EXCERPTED PASSAGE:
Thursday

Well played, Stress....well played.

Number 5. Yep. That's my current tally number. FIVE.
This is my fifth deployment. Honestly, I'm not a big fan of odd numbers, I'd prefer an even 4 or 6 - but 5 it is.

I have been a wife to a military member for 9 years. In that time I have been through 5 deployments; various TDY's & trainings; moved 5 times in 2 countries; and been divorced once and married twice. That last part is kinda hard to say out loud. While I'm not proud of it, I know I am a stronger person for it and happier than I have ever been.

It's a numbers game really. Life in the military makes you count life by months or years stationed in one place. Remembering a particular year or month by deployments or service commitments. How many months until the all important re-enlistment or commission; promotion or exam. Numbers and acronyms.

I have spent a great deal of time learning how to cope. In the beginning I was a mess. 9 years ago when I entered this life, I thought to myself, " How hard can it be?" Reality is a fickle bitch. In the beginning it was life as normal; scary at times, but normal. And then 'Murphy's Law of Deployments' came a' knocking. In short, if it was gonna happen, it will happen during their absence. And it did. I learned A LOT. And it was a hard lesson.

OBJECTIVES:
1. In the military spouse blog post, list the milestones the writer says people count the months until.
2. Pick up the military spouse blog post after its final sentence and keep writing.
The entries that come after this blog post aren't needed for anything here.

DATASET EXTRACT:
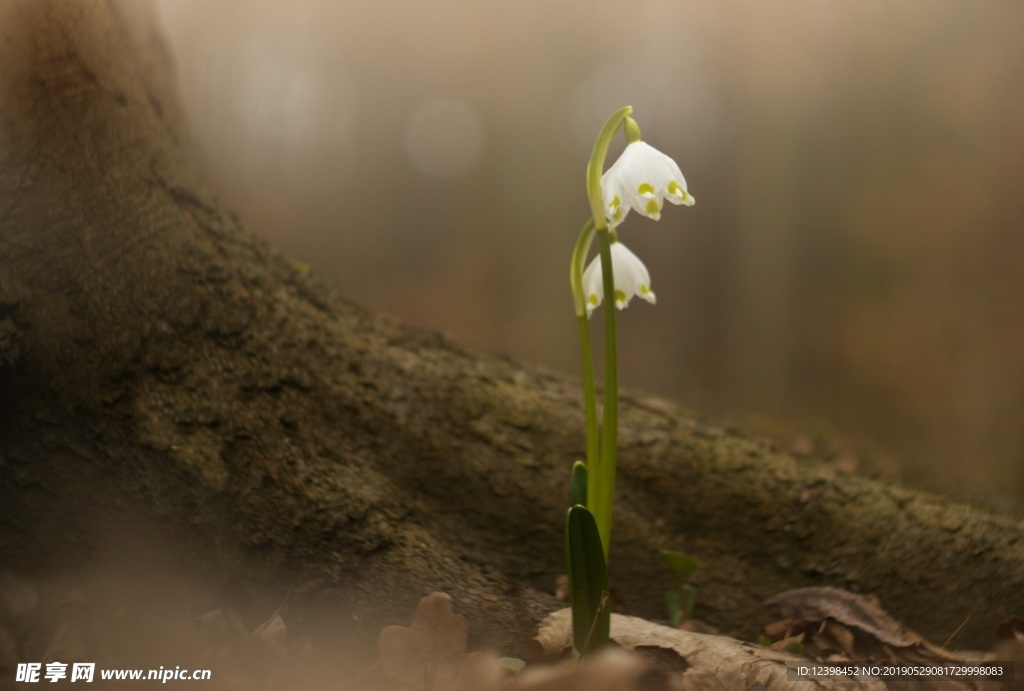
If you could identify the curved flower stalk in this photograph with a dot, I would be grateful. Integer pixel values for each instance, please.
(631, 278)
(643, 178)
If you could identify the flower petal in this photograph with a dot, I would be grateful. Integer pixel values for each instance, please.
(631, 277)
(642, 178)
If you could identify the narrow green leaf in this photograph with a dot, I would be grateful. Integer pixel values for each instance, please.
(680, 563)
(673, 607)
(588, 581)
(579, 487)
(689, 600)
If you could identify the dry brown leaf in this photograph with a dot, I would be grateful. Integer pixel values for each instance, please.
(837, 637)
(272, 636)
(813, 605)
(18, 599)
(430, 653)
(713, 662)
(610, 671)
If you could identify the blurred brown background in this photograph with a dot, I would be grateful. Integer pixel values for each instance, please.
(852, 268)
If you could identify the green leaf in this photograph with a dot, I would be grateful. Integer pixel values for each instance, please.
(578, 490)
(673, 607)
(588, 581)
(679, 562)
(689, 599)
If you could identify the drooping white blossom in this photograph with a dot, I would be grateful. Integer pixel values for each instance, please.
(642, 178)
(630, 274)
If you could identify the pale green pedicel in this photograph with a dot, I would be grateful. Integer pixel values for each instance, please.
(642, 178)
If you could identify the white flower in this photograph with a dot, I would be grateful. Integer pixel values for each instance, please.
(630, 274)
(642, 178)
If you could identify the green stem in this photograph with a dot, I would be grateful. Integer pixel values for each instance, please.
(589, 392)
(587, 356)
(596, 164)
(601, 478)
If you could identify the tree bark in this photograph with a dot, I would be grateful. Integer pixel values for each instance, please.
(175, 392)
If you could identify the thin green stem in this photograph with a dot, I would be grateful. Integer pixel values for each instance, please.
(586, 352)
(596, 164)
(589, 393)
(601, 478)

---

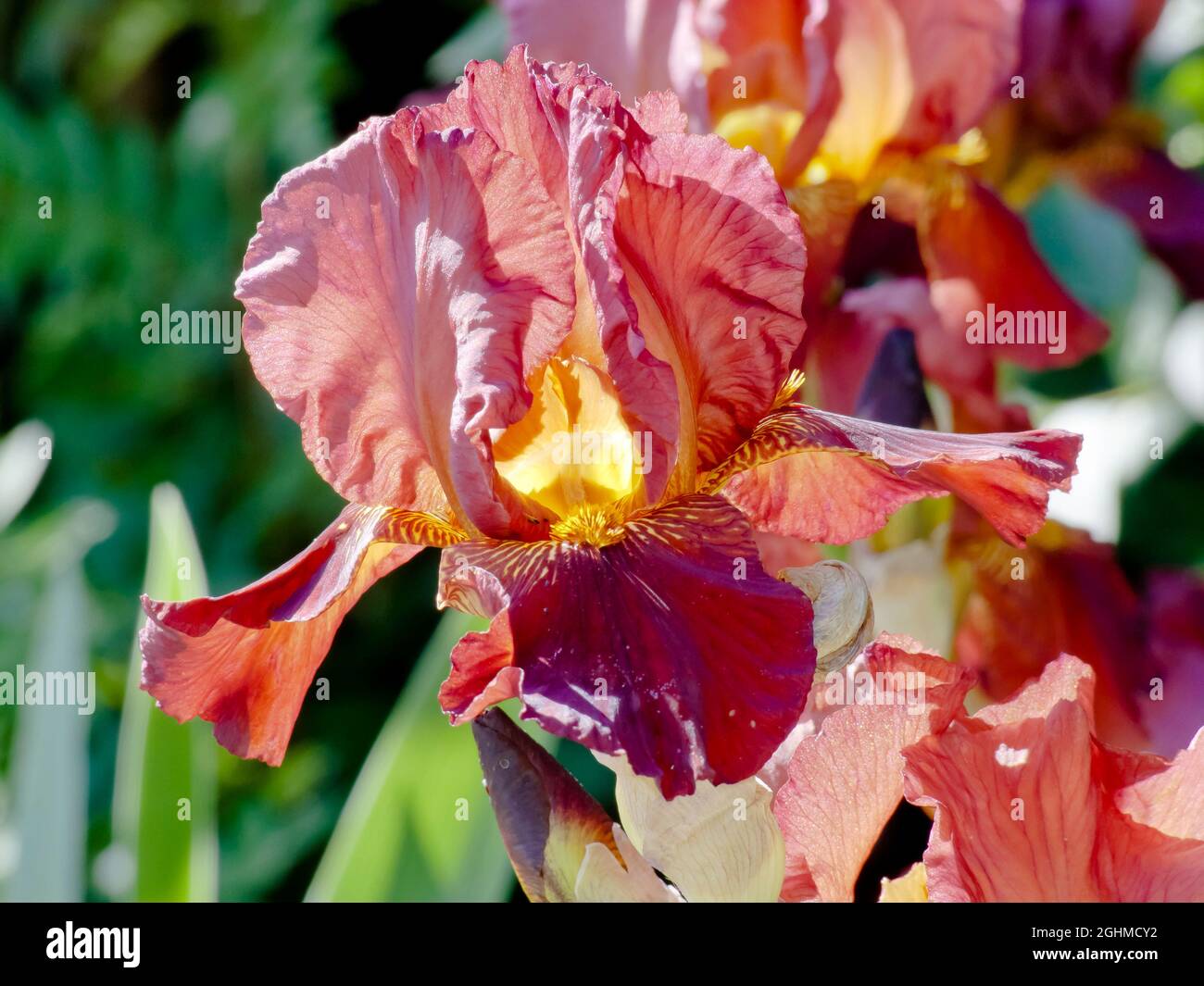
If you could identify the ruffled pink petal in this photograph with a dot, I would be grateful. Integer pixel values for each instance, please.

---

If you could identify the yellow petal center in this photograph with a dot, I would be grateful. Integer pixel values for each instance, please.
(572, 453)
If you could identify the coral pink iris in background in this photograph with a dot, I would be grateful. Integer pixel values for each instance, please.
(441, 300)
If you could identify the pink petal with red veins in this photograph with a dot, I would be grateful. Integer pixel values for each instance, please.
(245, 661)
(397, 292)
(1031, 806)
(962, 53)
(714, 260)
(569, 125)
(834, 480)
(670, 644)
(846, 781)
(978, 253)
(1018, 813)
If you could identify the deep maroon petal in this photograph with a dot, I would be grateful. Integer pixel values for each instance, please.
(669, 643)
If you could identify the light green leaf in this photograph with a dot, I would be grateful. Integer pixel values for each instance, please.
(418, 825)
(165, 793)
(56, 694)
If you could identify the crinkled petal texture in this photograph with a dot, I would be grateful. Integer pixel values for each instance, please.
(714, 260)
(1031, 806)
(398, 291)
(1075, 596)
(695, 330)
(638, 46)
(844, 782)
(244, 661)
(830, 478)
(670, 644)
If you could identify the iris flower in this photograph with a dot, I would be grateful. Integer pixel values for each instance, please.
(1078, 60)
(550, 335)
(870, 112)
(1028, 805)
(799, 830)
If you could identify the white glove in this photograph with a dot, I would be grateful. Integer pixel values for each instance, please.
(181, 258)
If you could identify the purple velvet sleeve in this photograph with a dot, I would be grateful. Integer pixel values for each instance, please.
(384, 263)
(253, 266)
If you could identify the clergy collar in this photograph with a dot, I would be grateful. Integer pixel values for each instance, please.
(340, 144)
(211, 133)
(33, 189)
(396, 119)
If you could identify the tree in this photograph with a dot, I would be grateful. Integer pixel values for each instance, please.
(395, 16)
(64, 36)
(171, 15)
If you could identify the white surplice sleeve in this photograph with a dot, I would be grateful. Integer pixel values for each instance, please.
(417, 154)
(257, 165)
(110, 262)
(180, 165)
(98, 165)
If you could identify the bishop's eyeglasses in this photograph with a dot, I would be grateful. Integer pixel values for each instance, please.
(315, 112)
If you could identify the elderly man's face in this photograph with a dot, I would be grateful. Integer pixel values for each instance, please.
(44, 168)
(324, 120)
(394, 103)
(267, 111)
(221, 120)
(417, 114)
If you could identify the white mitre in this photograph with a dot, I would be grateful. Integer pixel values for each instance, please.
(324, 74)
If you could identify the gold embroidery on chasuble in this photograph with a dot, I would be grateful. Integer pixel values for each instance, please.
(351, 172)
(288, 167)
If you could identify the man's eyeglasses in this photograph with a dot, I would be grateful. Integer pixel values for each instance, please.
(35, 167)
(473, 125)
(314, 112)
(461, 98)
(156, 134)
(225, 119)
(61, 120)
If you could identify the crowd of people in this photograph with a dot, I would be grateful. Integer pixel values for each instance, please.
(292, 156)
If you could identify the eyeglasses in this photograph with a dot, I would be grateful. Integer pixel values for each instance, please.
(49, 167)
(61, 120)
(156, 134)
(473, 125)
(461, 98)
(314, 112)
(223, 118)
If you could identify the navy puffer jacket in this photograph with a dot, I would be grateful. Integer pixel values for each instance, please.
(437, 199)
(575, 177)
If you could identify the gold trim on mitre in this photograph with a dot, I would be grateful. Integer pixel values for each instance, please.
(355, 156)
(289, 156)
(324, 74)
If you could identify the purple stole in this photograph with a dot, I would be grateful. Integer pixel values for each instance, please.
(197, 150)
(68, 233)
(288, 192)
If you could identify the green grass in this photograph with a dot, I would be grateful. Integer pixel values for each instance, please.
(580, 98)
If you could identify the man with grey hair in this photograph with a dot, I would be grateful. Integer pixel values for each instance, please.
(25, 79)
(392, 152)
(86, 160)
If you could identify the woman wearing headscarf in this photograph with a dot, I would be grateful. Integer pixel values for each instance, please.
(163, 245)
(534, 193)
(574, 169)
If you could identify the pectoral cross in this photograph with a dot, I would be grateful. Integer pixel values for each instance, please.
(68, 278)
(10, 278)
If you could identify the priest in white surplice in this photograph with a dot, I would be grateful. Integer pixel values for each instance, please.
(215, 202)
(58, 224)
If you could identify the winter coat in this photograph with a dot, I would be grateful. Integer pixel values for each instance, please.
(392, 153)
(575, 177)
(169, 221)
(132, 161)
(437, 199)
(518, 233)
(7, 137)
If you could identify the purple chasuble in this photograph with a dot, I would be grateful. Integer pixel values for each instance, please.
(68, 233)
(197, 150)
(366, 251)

ANSWERS:
1.
- Re-enlistment
- Commission
- Promotion
- Exam

2.
But five deployments later - I had my shit together. I learned my lessons. I found ways to cope. I had this.
But Murphy's Law of Deployments wasn't done with me yet. Not by a long shot.

I hope my regular readers - namely my regular civilian friends - will understand why I cannot say what the particular situation is; but know that it isn't out of some miss placed distrust that I don't tell you. It has much more to do with the fact that, as a military spouse there are certain things that should not be said in online forums and in the scheme of things don't need to be said. I hope you understand.

With that said - the past few weeks have been a bumpy ride. And my old friend 'stress' has shown up as my wingman.

Stress is a strange thing. In most cases I don't even realize that it is a factor in my coping skills or associated health. I rarely notice when I am dealing with stress - I just get on with it and suffer no repercussions to my health. Not so much now. Maybe that means I'm getting old?
Difficulty sleeping, loss of appetite, over consumption of caffeine and nicotine and general inability to focus. Yep. That's my old friend stress. Well played my friend, well played.

I suppose recognizing the warning signals is part of the battle. I know it is there and I know what to do to counteract it. But ultimately, the true 'cure' to what ails me will be the arrival of my husband. Safe and sound. In our home. With us.

Until that time I will plod along.
Pour another cup of Joe.
And smile.....
Not much else I can do....but say this....

He's coming home.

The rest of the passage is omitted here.